**Try it**
Search the listing for the string "building". Copy every line that has it.

**Extracted material**
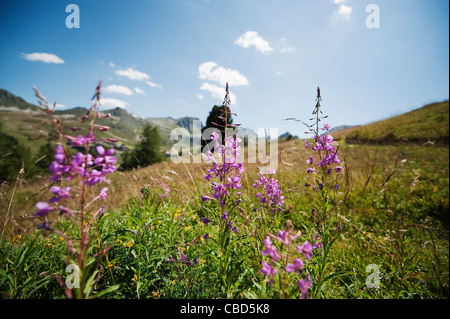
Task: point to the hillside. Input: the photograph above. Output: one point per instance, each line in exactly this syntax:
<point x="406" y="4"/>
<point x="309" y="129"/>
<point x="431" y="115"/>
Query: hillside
<point x="428" y="125"/>
<point x="24" y="121"/>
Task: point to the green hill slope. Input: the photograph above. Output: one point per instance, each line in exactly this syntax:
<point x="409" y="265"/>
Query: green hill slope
<point x="426" y="125"/>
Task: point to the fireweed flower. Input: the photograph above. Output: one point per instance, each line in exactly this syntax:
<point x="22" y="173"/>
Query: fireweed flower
<point x="305" y="249"/>
<point x="43" y="209"/>
<point x="304" y="285"/>
<point x="205" y="221"/>
<point x="273" y="196"/>
<point x="60" y="193"/>
<point x="295" y="266"/>
<point x="270" y="250"/>
<point x="284" y="260"/>
<point x="269" y="271"/>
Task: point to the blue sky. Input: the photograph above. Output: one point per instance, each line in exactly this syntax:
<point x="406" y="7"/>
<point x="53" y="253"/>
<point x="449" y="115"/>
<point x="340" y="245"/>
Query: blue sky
<point x="172" y="58"/>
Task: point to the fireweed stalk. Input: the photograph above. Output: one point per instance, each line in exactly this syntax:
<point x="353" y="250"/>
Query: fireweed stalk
<point x="225" y="179"/>
<point x="89" y="170"/>
<point x="285" y="267"/>
<point x="324" y="171"/>
<point x="271" y="199"/>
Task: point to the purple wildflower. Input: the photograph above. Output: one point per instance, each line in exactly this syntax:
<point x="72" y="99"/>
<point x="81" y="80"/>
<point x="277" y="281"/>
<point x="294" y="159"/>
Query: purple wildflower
<point x="225" y="216"/>
<point x="43" y="209"/>
<point x="304" y="285"/>
<point x="305" y="249"/>
<point x="60" y="193"/>
<point x="295" y="266"/>
<point x="206" y="221"/>
<point x="270" y="250"/>
<point x="103" y="193"/>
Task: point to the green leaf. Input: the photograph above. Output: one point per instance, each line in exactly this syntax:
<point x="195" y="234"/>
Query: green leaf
<point x="105" y="291"/>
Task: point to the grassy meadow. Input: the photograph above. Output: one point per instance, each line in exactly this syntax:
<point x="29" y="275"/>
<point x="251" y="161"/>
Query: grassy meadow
<point x="391" y="210"/>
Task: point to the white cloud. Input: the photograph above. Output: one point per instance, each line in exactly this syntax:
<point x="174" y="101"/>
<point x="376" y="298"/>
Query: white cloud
<point x="289" y="49"/>
<point x="217" y="92"/>
<point x="154" y="85"/>
<point x="139" y="91"/>
<point x="133" y="74"/>
<point x="213" y="72"/>
<point x="251" y="38"/>
<point x="110" y="102"/>
<point x="119" y="89"/>
<point x="60" y="106"/>
<point x="43" y="57"/>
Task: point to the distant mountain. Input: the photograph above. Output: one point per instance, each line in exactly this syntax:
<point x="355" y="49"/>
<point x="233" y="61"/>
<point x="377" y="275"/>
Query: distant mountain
<point x="25" y="121"/>
<point x="8" y="99"/>
<point x="428" y="125"/>
<point x="287" y="136"/>
<point x="340" y="128"/>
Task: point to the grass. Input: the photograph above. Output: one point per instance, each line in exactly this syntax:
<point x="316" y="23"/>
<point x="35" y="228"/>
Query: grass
<point x="392" y="206"/>
<point x="428" y="124"/>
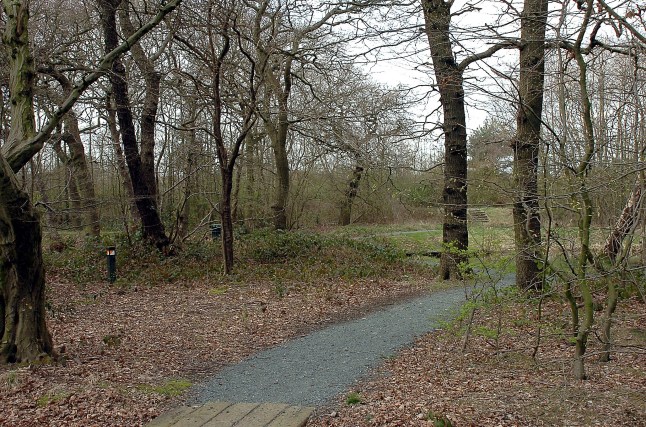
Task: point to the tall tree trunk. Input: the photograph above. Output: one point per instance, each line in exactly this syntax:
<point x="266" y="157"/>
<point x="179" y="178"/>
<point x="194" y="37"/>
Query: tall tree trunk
<point x="449" y="75"/>
<point x="183" y="220"/>
<point x="152" y="79"/>
<point x="22" y="277"/>
<point x="279" y="145"/>
<point x="142" y="182"/>
<point x="345" y="217"/>
<point x="122" y="167"/>
<point x="226" y="219"/>
<point x="526" y="145"/>
<point x="73" y="211"/>
<point x="22" y="303"/>
<point x="626" y="223"/>
<point x="77" y="159"/>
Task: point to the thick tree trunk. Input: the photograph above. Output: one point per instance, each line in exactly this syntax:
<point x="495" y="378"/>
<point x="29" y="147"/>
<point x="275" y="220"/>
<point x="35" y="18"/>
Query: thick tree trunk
<point x="145" y="198"/>
<point x="22" y="278"/>
<point x="152" y="79"/>
<point x="345" y="217"/>
<point x="22" y="303"/>
<point x="449" y="75"/>
<point x="121" y="159"/>
<point x="526" y="144"/>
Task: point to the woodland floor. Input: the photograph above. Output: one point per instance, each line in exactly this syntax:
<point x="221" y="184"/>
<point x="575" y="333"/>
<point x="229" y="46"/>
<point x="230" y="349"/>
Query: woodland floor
<point x="497" y="383"/>
<point x="124" y="354"/>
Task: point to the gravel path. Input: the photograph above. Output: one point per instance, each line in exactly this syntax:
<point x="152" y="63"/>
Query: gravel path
<point x="313" y="369"/>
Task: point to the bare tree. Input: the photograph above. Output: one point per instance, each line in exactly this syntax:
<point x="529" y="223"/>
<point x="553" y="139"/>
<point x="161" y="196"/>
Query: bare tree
<point x="22" y="303"/>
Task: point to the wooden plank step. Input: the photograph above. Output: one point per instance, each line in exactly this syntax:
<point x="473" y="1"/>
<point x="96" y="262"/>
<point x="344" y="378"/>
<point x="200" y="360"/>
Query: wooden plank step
<point x="225" y="414"/>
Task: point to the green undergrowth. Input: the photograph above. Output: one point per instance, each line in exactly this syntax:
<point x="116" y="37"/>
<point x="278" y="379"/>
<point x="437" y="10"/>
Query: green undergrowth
<point x="280" y="257"/>
<point x="170" y="388"/>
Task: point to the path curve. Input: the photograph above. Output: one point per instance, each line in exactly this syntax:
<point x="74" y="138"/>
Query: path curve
<point x="313" y="369"/>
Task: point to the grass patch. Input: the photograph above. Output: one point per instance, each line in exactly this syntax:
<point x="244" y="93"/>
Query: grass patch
<point x="52" y="398"/>
<point x="170" y="388"/>
<point x="353" y="398"/>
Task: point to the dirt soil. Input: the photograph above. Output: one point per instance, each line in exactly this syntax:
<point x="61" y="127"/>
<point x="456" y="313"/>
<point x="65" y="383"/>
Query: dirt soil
<point x="125" y="356"/>
<point x="493" y="382"/>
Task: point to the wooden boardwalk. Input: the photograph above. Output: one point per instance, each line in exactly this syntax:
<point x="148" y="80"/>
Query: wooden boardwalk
<point x="224" y="414"/>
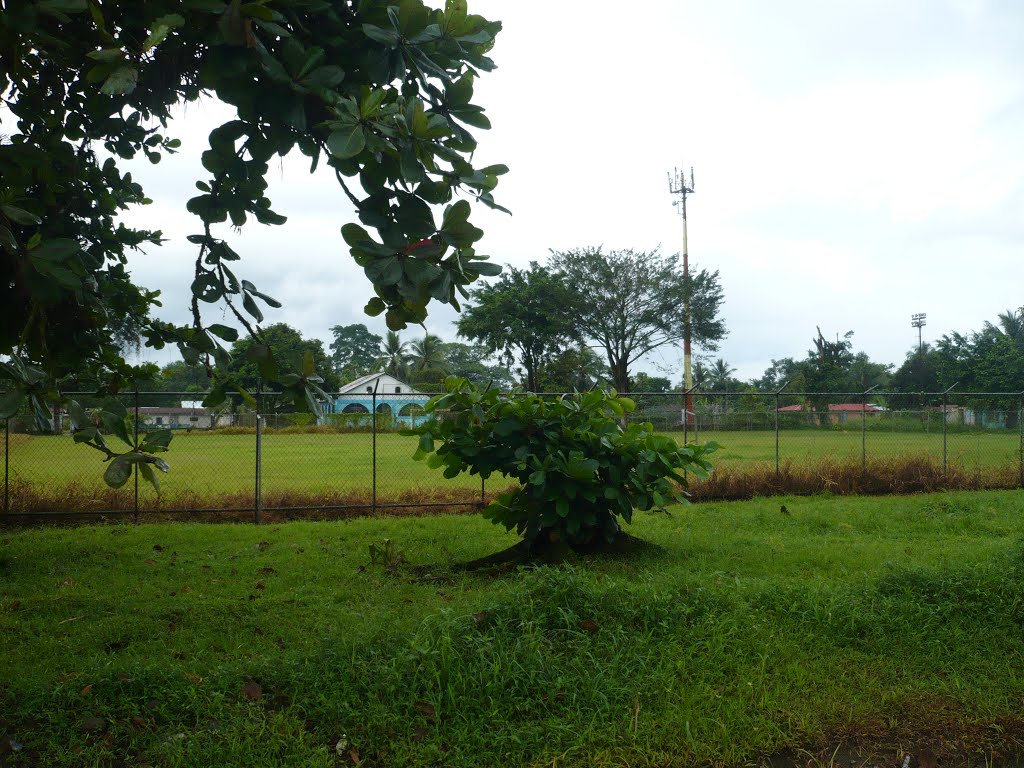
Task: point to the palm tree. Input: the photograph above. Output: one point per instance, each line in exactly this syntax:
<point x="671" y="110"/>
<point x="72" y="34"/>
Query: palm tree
<point x="394" y="356"/>
<point x="720" y="374"/>
<point x="428" y="353"/>
<point x="1012" y="325"/>
<point x="699" y="374"/>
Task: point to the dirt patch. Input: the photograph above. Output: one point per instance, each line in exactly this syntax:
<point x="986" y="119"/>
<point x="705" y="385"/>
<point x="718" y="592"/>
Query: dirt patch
<point x="919" y="732"/>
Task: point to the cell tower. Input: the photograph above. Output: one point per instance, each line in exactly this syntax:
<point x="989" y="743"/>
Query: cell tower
<point x="678" y="185"/>
<point x="918" y="321"/>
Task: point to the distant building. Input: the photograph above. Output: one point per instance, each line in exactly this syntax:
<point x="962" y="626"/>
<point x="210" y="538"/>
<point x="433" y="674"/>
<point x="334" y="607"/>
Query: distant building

**Output for this exercise**
Task: point to the distant building. Input: the photograph above. Output: one point per instance, each line in exactly this syntax:
Query: distant building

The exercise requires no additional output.